To do >>
Copy all of the material exactly. Pictures are not to appear in the copy.

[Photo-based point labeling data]
============

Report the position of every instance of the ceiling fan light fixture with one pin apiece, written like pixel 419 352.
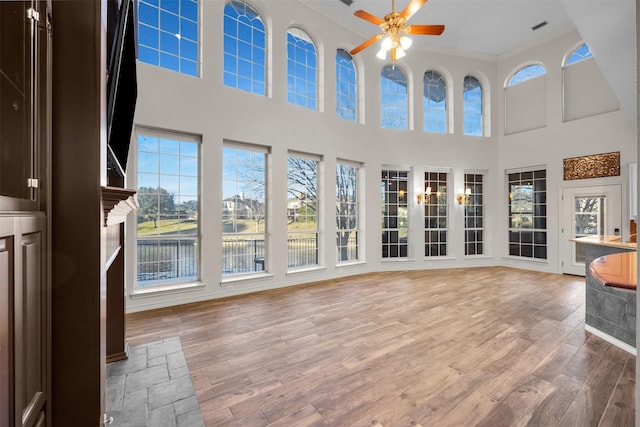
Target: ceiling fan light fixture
pixel 405 42
pixel 386 44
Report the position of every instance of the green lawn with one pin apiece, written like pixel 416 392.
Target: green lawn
pixel 173 226
pixel 166 226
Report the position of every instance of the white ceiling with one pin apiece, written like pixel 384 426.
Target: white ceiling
pixel 500 27
pixel 493 27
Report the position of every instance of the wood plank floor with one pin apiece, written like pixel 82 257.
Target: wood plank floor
pixel 482 346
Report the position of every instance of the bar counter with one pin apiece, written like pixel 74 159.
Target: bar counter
pixel 616 270
pixel 610 312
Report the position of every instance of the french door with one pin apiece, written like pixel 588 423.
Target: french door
pixel 587 211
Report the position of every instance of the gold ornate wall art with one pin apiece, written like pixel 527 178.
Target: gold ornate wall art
pixel 594 166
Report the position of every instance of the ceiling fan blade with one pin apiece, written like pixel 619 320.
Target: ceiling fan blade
pixel 412 8
pixel 424 30
pixel 368 17
pixel 366 44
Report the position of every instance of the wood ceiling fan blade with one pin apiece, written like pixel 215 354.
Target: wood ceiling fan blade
pixel 412 8
pixel 368 17
pixel 366 44
pixel 425 30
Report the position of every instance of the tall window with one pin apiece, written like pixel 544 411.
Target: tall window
pixel 244 48
pixel 474 215
pixel 301 69
pixel 581 53
pixel 435 102
pixel 244 211
pixel 472 106
pixel 302 210
pixel 528 214
pixel 347 211
pixel 167 233
pixel 526 73
pixel 395 223
pixel 394 103
pixel 168 34
pixel 435 214
pixel 346 102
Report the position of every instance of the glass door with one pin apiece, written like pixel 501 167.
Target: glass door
pixel 587 211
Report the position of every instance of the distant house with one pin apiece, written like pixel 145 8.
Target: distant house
pixel 239 207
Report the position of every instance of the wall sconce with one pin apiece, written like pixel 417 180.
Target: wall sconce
pixel 422 197
pixel 463 197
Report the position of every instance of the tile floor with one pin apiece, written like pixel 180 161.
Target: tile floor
pixel 152 388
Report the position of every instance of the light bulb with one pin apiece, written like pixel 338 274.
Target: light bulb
pixel 386 44
pixel 405 42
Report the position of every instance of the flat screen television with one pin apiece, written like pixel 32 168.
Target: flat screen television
pixel 122 84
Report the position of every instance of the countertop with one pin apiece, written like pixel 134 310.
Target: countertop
pixel 616 270
pixel 611 241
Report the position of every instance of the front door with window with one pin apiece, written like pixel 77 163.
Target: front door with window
pixel 587 211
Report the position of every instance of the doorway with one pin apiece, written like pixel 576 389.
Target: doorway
pixel 587 211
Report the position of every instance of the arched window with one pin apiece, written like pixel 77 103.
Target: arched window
pixel 581 53
pixel 301 69
pixel 472 106
pixel 435 102
pixel 527 72
pixel 244 48
pixel 346 102
pixel 393 103
pixel 168 34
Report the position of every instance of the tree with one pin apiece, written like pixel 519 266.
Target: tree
pixel 153 203
pixel 346 207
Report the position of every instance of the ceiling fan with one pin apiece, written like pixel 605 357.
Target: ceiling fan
pixel 394 30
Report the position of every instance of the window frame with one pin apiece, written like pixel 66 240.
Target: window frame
pixel 392 202
pixel 436 213
pixel 295 37
pixel 165 36
pixel 520 239
pixel 389 120
pixel 311 257
pixel 426 104
pixel 474 211
pixel 143 172
pixel 351 94
pixel 467 114
pixel 254 259
pixel 257 86
pixel 353 208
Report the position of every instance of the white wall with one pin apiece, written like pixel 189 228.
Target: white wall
pixel 203 106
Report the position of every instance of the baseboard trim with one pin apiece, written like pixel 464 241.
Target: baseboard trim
pixel 597 332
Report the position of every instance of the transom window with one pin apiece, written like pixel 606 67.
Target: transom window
pixel 244 48
pixel 168 34
pixel 472 106
pixel 526 73
pixel 394 103
pixel 244 209
pixel 435 102
pixel 581 53
pixel 435 214
pixel 346 102
pixel 347 211
pixel 528 214
pixel 302 210
pixel 301 69
pixel 474 215
pixel 395 220
pixel 167 232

============

Problem solution >>
Report the position of every instance of the ceiling fan light fixture with one pin apiece, written like pixel 419 352.
Target: ceiling fan light fixture
pixel 405 42
pixel 386 44
Report the position of every instance of the green lawn with one pin apiece, written like pixel 416 392.
Target: green lawn
pixel 173 226
pixel 166 226
Report the position of every instance of the white ceiling with one pin apiece, written like pixel 384 426.
Target: white ceiling
pixel 500 27
pixel 493 27
Report the position of every instance of the wood plank floor with one pin apiece, written like pixel 82 257.
Target: wood plank floor
pixel 482 346
Report the position of every instance of the bar counter with one pin apiece, written like pixel 74 159.
Target: bar counter
pixel 616 270
pixel 610 312
Report the position of every instance of the french door with one pin apiece, written like pixel 588 423.
Target: french door
pixel 587 211
Report the position of every instance of the gold ornate wall art with one pin apiece, written like pixel 527 178.
Target: gold ornate wall art
pixel 594 166
Report the position of every instance of the ceiling fan blade with one pin apiece, written like pixel 619 320.
Target: ceiling fan blade
pixel 412 8
pixel 424 30
pixel 368 17
pixel 366 44
Report the position of every instance of the wood ceiling fan blade with one pin apiece, written like pixel 215 354.
Target: wood ceiling fan blade
pixel 412 8
pixel 368 17
pixel 366 44
pixel 425 30
Report the position of every instance of the tall window with one pin apiece, written like pixel 544 411.
Target: tall window
pixel 244 48
pixel 474 215
pixel 301 69
pixel 581 53
pixel 435 102
pixel 244 211
pixel 472 106
pixel 302 210
pixel 528 214
pixel 347 211
pixel 167 233
pixel 526 73
pixel 395 223
pixel 394 103
pixel 168 34
pixel 435 214
pixel 346 102
Report the position of every instance of the glass door with one pin apiece, written like pixel 501 167.
Target: glass door
pixel 587 211
Report the position of every instance of the distant house with one pin apiece, written like pixel 145 8.
Target: distant house
pixel 239 207
Report the position of every instance of the wall sconce with one pin apiece, written like pixel 417 180.
Target: wall sconce
pixel 422 197
pixel 463 197
Report the position of every instance of the tile floor with one pin apiece, written like pixel 180 161.
Target: tile floor
pixel 152 388
Report the position of every instance of the light bulb with one pin apiece, written like pixel 338 274.
Target: light bulb
pixel 386 44
pixel 405 42
Report the position of every instance of the flat screen television with one pin apiece, written like pixel 32 168.
Target: flat screen television
pixel 122 84
Report the position of every instance of the countertop with one pin apiece, written like pixel 134 310.
Target: countertop
pixel 616 270
pixel 611 241
Report the position of every instance of the front door with window with one pin apiece, written like pixel 77 163.
Target: front door with window
pixel 587 211
Report the position of every instance of the doorway with one pin apiece, written like pixel 576 389.
Target: doorway
pixel 587 211
Report the position of every instance of the arched window with one pin apiece, written like pixel 77 103.
Target: arched window
pixel 581 53
pixel 301 69
pixel 472 106
pixel 435 102
pixel 527 72
pixel 244 48
pixel 346 102
pixel 393 103
pixel 168 34
Report the position of every instance of the tree with one pin apiece, written like pixel 519 266.
Target: tree
pixel 153 203
pixel 346 207
Report the position of every instance of the ceiling fan with one pin apiece, written like pixel 605 357.
Target: ceiling fan
pixel 394 30
Report the position of every instance of the window frame with one pin apiece, written like pixel 66 240.
Target: window frame
pixel 392 202
pixel 436 213
pixel 295 37
pixel 165 36
pixel 520 239
pixel 389 120
pixel 311 257
pixel 426 104
pixel 474 211
pixel 143 172
pixel 351 94
pixel 467 114
pixel 254 259
pixel 257 86
pixel 353 208
Report the position of every instance of the white wall with one pin apiece, written like pixel 189 228.
Target: white wall
pixel 203 106
Report the position of every instance of the baseboard trim with one pin apiece, written like pixel 464 241.
Target: baseboard trim
pixel 597 332
Report the position of every instance of the transom window with one pin apiece, written like pixel 606 67.
Target: transom window
pixel 244 48
pixel 168 34
pixel 472 106
pixel 526 73
pixel 394 103
pixel 244 209
pixel 435 102
pixel 581 53
pixel 435 214
pixel 346 102
pixel 347 211
pixel 528 214
pixel 302 210
pixel 301 69
pixel 474 215
pixel 395 220
pixel 167 232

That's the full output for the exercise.